→ Given passage:
Michael, you are right! I've just updated the question with your remarks. –  Ondřej Čertík Jan 1 '13 at 6:59

2 Answers 2

up vote 3 down vote accepted

First of all, the procedure is called dimensional regularization, not dimensional renormalization. Regularization is the process by which we make sums and integrals non-singular so that their results aren't infinite – the result "infinity" carries no meaningful physical information because the results of measurements in physics are always particular finite numbers.

After the regularization, the results of integrals are manageable finite expressions although they may still diverge in the limits we call "physical".

Renormalization is another step in which we carefully distinguish bare values of parameters (in the action) and the observed values, making sure that the theory with the appropriate values of the parameters agrees with the observations. Renormalization is something we would have to do even if the underlying integrals were convergent. It usually follows a regularization procedure but is independent of it.

Dimensional regularization is just a methodology to evaluate particular integrals – not mentioning what physical quantities or parameters are expressed by these integrals – so it's clearly a regularization technique, not renormalization technique. A broader technique to see these integrals in the loop diagrams and give them the right interpretations for the amplitudes may lead to $\overline{MS}$, em-es-bar, which is a renormalization scheme (a renormalization scheme is given by the choice of the renormalization scale as well as the exact definition of physically measurable quantities, i.e. scattering amplitudes of particles with certain energies, that play the role of the coupling constants for Taylor expansions etc.). But dim. reg. itself is just a regularization technique.

Now, the new parameter $\Lambda$ in dim. reg. is auxiliary, newly added, so we finally expect or want it to drop out of the physical expressions. Indeed, $\Lambda$ of dim. reg. also drops out of the final physical expressions although it's only after the full calculation of the physics quantities including the renormalization. In particular, various quantities linked to certain scales may depend on $\Lambda$, or the ratio $\mu/\Lambda$ involving a new auxiliary scale, but the observed/predicted cross sections are linked to other observed cross sections etc. by formulae that contain neither $\Lambda$ nor $\mu$.

→ Stored data:
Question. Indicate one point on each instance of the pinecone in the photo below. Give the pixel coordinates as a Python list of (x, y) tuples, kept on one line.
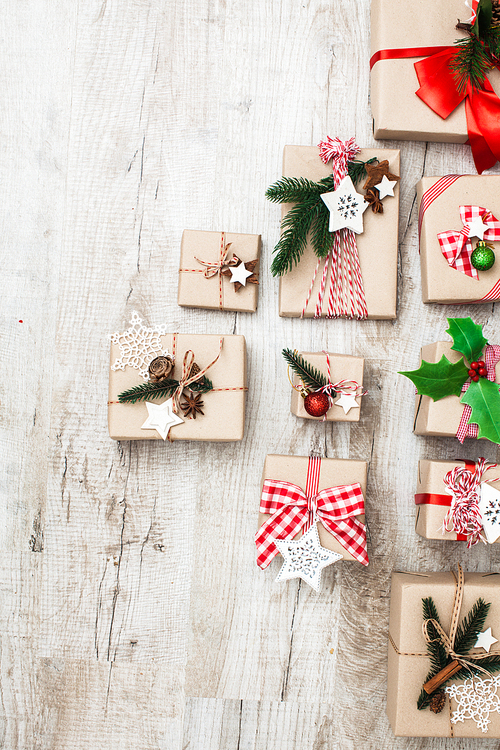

→ Required task A: Check each statement against the dimensional regularization answer and reply yes or no to each, quoting the words of the answer that decide it. (i) Renormalization would still be needed if the underlying integrals were convergent. (ii) Dimensional regularization is itself a renormalization technique. (iii) After regularization, the results of integrals can still diverge in the limits called "physical".
→ Required task B: List every distinct mathematical expression that the dimensional regularization answer writes between dollar signs.
→ Required task C: Go on with the dimensional regularization answer, picking up right after its final sentence.

→ Output A:
(i) Yes: "Renormalization is something we would have to do even if the underlying integrals were convergent."
(ii) No: "so it's clearly a regularization technique, not renormalization technique."
(iii) Yes: "although they may still diverge in the limits we call "physical"."

→ Output B: $\overline{MS}$, $\Lambda$, $\mu/\Lambda$, $\mu$

→ Output C:
Scale invariance

Below equation 7 of the paper you mentioned, they make it rather clear what they mean by the scale invariance. They mean that the expression, the integral in equation 7, is formally scale-invariant under $k\to kx$. If we just rescale $y\to ky$ as well, the integration variable, the factors of $k$ cancel between $dy$ and $1/\sqrt{x^2+y^2}$.

The integral itself is divergent but if we were satisfied with this unphysical answer $\infty$, it would be OK for the scale invariance because $\phi(x)=\phi(kx)=\infty$.

As they make it clear between equations 7 and 12, this scale invariance is subtle for divergent integrals because while we may say that $\infty=\infty$, it's still true that $\infty-\infty$ which appears in physically important quantities (work that is done) is an indeterminate form whose value may be any finite (or infinite) number. In particular, if you rescale $x,y$ by $k$, the $\overline{MS}$ renormalized expression changes additively by $(\lambda/4\pi\epsilon_0)\ln k$ with some sign. It's a purely additive shift that is independent of $x,y,z$ and such an additive shift may be undone by a simple $U(1)$ gauge transformation whose gauge parameter is something like $(\lambda/4\pi\epsilon_0)\ln(k)\cdot t$ i.e. linear in time (because we want to eliminate the temporal $A_0$ component).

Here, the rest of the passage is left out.